→ **Task to carry out**: Print out the entries below with no edits.
Top of Source information
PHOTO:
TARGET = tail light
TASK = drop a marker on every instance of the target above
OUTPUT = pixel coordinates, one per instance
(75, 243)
Bottom of Source information
→ **Solution for this problem**:
PHOTO:
TARGET = tail light
TASK = drop a marker on every instance of the target above
OUTPUT = pixel coordinates, one per instance
(75, 243)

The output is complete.